** Start of RECORDS PROVIDED **
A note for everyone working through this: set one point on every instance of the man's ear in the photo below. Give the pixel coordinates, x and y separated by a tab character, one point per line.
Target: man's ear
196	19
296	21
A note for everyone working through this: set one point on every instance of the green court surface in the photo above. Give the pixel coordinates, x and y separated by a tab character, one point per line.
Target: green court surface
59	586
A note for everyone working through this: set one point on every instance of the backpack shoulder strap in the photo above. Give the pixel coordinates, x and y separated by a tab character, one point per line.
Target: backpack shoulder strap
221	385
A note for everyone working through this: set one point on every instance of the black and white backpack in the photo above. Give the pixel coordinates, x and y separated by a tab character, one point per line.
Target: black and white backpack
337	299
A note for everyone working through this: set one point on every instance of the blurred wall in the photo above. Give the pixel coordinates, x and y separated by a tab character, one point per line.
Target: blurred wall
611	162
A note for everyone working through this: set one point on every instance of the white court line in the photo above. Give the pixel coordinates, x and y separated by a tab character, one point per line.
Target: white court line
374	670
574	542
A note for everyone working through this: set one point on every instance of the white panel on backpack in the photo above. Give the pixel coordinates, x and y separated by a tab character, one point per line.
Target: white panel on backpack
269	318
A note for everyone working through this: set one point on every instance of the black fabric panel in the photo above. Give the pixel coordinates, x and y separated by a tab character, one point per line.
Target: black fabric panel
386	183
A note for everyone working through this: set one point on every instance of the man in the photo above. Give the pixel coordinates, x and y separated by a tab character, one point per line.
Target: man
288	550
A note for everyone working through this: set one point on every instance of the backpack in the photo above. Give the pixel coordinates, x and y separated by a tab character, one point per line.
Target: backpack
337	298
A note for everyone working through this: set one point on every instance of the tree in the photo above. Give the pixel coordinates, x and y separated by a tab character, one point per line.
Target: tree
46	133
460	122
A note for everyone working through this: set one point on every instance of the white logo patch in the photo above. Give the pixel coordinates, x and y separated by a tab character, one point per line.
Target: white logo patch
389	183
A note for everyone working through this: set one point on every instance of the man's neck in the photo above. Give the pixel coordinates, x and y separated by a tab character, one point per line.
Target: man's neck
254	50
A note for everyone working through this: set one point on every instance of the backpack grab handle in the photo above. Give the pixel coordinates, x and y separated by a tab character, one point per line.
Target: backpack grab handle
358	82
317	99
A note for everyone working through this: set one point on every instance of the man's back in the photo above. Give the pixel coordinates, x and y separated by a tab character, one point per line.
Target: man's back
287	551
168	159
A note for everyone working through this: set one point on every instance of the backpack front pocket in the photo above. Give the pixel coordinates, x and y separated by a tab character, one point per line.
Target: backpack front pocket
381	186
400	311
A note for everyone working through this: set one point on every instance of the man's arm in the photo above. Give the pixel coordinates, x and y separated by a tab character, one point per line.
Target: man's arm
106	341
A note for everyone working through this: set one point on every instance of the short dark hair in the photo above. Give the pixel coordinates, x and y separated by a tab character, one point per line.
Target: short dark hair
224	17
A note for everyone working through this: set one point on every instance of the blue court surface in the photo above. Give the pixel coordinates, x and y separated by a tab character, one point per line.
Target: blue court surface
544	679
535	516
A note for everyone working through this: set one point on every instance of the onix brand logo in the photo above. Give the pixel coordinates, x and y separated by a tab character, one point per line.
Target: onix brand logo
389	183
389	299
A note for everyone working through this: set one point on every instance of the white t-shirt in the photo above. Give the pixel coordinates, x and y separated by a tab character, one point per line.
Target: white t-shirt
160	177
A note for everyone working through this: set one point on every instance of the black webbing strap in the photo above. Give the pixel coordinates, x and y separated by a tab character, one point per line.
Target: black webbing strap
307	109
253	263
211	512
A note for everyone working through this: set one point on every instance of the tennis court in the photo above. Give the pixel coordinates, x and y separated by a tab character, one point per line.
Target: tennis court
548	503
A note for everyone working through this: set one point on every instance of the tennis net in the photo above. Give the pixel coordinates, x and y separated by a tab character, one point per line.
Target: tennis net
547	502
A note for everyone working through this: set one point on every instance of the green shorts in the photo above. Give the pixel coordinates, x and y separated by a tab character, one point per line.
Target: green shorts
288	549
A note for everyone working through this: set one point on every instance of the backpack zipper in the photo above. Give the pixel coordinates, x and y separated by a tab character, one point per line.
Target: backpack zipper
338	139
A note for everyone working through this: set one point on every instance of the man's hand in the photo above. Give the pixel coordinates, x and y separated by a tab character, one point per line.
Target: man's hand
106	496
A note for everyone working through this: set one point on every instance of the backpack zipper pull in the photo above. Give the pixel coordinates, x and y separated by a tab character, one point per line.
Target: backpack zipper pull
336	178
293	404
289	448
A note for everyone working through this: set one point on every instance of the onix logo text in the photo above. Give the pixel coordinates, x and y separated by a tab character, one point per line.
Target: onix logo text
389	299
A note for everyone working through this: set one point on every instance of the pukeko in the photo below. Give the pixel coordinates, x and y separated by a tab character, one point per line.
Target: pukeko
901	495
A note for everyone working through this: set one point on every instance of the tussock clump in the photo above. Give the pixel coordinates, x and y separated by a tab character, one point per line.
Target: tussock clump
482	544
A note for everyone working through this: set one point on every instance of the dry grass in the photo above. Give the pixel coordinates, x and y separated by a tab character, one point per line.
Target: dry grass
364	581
** End of RECORDS PROVIDED **
- WRITTEN TASK:
Rewrite all of the rows above, changing every "tab character" to "comma" and leaving everything else unchanged.

- TASK ANSWER:
A note for everyone working through this: set one point on every instance of the man's ear in the photo below. Give the pixel coordinates, x and y separated by a comma, one point per line.
Target: man's ear
196	19
296	21
A note for everyone working through this: set one point on every instance of the green court surface in the photo above. Give the pixel coordinates, x and y separated by a comma, one point per line.
Target: green court surface
59	586
A note for everyone working through this: set one point on every instance of the backpack shoulder strap in the photo above. Give the pixel coordinates, x and y separated by a comma, one point per line.
Target: backpack shoulder strap
221	385
A note for everyone working through this: set one point on every instance of the black and white backpack in the photo above. Give the pixel coordinates, x and y separated by a comma, one point per line.
Target: black and white backpack
337	299
A note for everyone working through this: set one point on every instance of the blurred wall in the photo above. Give the pixel coordinates, x and y separated by a comma, one point per line.
Target: blurred wall
611	162
A note for everyone working through this: set one point on every instance of the white court line in the photo above. Give the pixel coordinates, x and y separated by a comma, one point per line.
Target: white court line
374	670
574	542
A note for everyone working through this: set one point on every instance of the white panel on backpack in the photo above. Give the pixel coordinates, x and y separated by a comma, one point per line.
Target: white panel on backpack
269	318
A note for everyone working through this: set one point on every instance of the black fabric panel in the photo above. Give the pixel coordinates, x and y separated by a comma, one point per line.
Target: black fabric panel
386	183
A note for everyone working through this: set one point on every instance of the man in the photo above. Give the pixel coordinates, x and y separated by a comma, one point per line.
Target: man
288	550
A note for everyone working through this: set one point on every instance of the backpack in the photo above. Give the pixel coordinates, x and y separated by a comma, one point per line.
Target: backpack
337	298
A note for everyone working through this: set one point on every instance of the tree in the photo above. Give the pixel coordinates, x and y separated by a comma, one point per line.
Target: tree
46	133
460	122
A note for everyone working through this: set one point on every instance of the white logo patch in the photo above. Give the pixel coordinates, x and y separated by a comma, one point per line.
Target: white logo patch
389	183
A note for everyone working through this: set one point on every instance of the man's neck in the photo above. Give the pixel coordinates, x and y separated by a comma, one point per line.
Target: man's neck
254	50
A note for everyone working through this: set one point on every instance of the backpack grab handle in the photo above. Give the pixel coordinates, x and y separated by a comma, one point per line.
Target: backpack grab handle
358	82
317	99
A note for everyone working through this: set one point on every instance of the man's back in the photo above. Give the pixel coordinates, x and y separated by a comma, one point per line.
Target: man's back
287	551
168	159
A note for everyone working through this: set one point on every instance of the backpack front pocket in the photo above. Give the pixel coordinates, x and y separated by a comma, one point per line.
Target: backpack front pocket
381	186
400	311
A note for everyone working through this: set one point on every instance of the man's arm in the photo above. Give the pixel coordinates, x and y separated by a comma, one point per line.
Target: man's arm
106	341
A note for everyone working through this: set one point on every instance of the short dark hair in the photo above. Give the pixel coordinates, x and y separated by a comma, one point per line.
Target: short dark hair
224	17
A note for everyone working through this: set one point on every instance of the blue court surface in the photo above. Give the pixel coordinates, x and y separated by a comma, one point per line.
Target: blue court surface
544	679
535	516
A note for everyone working through this: set one point on every instance of the onix brand logo in the photo above. Give the pixel coordinates, x and y separated by a comma, one point per line.
Target: onix brand logo
389	183
389	299
A note for everyone working through this: set one point on every instance of the white t-shirt in the photo above. Give the pixel coordinates, x and y separated by a comma, one point per line.
Target: white t-shirt
160	177
A note for everyone working through this: set one point on every instance of the black webbing strap in the photo above. Give the pixel coordinates, x and y separated by a comma, one point per line.
Target: black webbing strap
307	109
253	263
211	512
A note for everyone working through this: set one point on every instance of the tennis court in the photo above. Give the pixel coordinates, x and y separated by a comma, one point per line.
Target: tennis court
548	503
A note for everyone working through this: set one point on every instance of the tennis net in the photo above. Give the pixel coordinates, x and y separated by a comma, one point per line.
Target: tennis net
547	502
A note for everyone working through this: set one point on every instance of the green shorts in the photo above. Give the pixel coordinates, x and y separated by a comma, one point per line.
Target: green shorts
288	549
A note for everyone working through this: set one point on every instance of the backpack zipper in the photo above. Give the pixel coordinates, x and y separated by a comma, one point per line.
Target: backpack zipper
338	139
A note for everyone working through this: set one point on every instance of the man's hand in the photo above. Give the pixel coordinates, x and y separated by a comma, one point per line.
Target: man's hand
106	496
A note for everyone working through this: set one point on every instance of the backpack zipper pull in the photo above. Give the pixel coordinates, x and y separated by a comma, one point per line.
Target: backpack zipper pull
336	178
293	404
289	448
A note for everyone working through this: set one point on every instance of the onix logo text in the photo above. Give the pixel coordinates, x and y separated by a comma, one point per line.
Target: onix logo text
389	299
A note for everyone working through this: set one point on every instance of the pukeko in the photo below. Give the pixel coordinates, x and y separated by a comma, one point per line.
Target: pukeko
901	495
A note for everyone working through this: set one point on every instance of the tussock clump in the photo above. Give the pixel coordinates, x and y separated by a comma, one point per line.
Target: tussock clump
482	544
A note for everyone working through this: set one point on every instance of the dry grass in the photo above. Give the pixel coordinates, x and y separated by a comma, one point per line.
Target: dry grass
364	581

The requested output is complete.